■ **THE EXERCISE**: Count the lines in the rows below that contain the string "singer", matching case exactly, and reply with the number alone.

Object outline annotations
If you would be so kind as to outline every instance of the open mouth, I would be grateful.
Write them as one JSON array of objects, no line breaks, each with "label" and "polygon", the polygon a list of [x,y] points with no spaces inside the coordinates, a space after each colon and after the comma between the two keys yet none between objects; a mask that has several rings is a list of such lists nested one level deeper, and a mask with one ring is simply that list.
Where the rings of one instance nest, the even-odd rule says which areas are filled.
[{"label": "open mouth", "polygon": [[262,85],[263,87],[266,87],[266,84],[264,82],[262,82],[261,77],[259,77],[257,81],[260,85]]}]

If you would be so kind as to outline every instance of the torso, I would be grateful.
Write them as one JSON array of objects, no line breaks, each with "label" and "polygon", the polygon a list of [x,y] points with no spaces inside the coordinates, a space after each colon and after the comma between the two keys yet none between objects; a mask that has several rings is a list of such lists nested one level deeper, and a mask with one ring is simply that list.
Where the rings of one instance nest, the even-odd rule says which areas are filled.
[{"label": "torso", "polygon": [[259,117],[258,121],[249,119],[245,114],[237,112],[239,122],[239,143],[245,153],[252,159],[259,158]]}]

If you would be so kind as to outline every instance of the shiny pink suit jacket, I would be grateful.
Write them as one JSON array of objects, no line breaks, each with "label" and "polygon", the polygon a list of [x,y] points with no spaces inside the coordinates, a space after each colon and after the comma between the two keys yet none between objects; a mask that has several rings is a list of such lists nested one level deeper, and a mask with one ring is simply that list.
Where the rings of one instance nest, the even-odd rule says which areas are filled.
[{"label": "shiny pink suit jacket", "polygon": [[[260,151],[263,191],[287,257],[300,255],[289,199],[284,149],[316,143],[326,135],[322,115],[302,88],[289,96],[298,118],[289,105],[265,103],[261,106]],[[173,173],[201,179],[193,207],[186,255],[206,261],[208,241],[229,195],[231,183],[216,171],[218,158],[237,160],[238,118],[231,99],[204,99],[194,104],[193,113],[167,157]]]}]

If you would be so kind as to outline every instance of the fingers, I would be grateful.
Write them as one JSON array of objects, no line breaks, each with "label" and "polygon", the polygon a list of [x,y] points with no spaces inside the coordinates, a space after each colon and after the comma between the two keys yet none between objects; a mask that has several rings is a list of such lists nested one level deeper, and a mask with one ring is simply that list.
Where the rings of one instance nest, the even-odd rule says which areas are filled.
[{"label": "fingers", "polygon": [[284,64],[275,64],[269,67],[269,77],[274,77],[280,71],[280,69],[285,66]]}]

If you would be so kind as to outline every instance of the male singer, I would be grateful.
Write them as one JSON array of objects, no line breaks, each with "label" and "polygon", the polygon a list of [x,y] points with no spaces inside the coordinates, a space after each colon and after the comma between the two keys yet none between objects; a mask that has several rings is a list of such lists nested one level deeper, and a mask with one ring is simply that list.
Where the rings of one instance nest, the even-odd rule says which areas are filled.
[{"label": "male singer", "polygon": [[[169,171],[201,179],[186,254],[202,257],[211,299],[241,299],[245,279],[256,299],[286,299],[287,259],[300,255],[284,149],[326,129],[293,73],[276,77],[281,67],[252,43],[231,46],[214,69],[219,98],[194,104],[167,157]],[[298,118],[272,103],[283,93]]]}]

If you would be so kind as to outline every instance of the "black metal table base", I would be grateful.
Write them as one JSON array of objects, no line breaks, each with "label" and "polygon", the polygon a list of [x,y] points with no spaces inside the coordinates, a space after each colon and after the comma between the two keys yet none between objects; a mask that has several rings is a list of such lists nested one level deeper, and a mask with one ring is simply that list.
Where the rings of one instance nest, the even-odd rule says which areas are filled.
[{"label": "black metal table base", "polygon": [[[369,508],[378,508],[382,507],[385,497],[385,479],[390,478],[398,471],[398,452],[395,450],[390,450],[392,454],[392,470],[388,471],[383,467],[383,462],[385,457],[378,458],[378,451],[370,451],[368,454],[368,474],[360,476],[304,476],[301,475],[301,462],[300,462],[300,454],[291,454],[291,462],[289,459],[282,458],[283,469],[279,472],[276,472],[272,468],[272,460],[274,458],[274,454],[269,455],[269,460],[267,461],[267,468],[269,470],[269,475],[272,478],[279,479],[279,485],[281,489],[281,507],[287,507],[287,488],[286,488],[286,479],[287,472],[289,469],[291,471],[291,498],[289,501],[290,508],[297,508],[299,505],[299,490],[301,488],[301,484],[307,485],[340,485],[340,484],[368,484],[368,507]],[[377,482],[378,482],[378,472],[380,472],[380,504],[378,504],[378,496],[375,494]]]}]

■ **COMPLETE ANSWER**: 2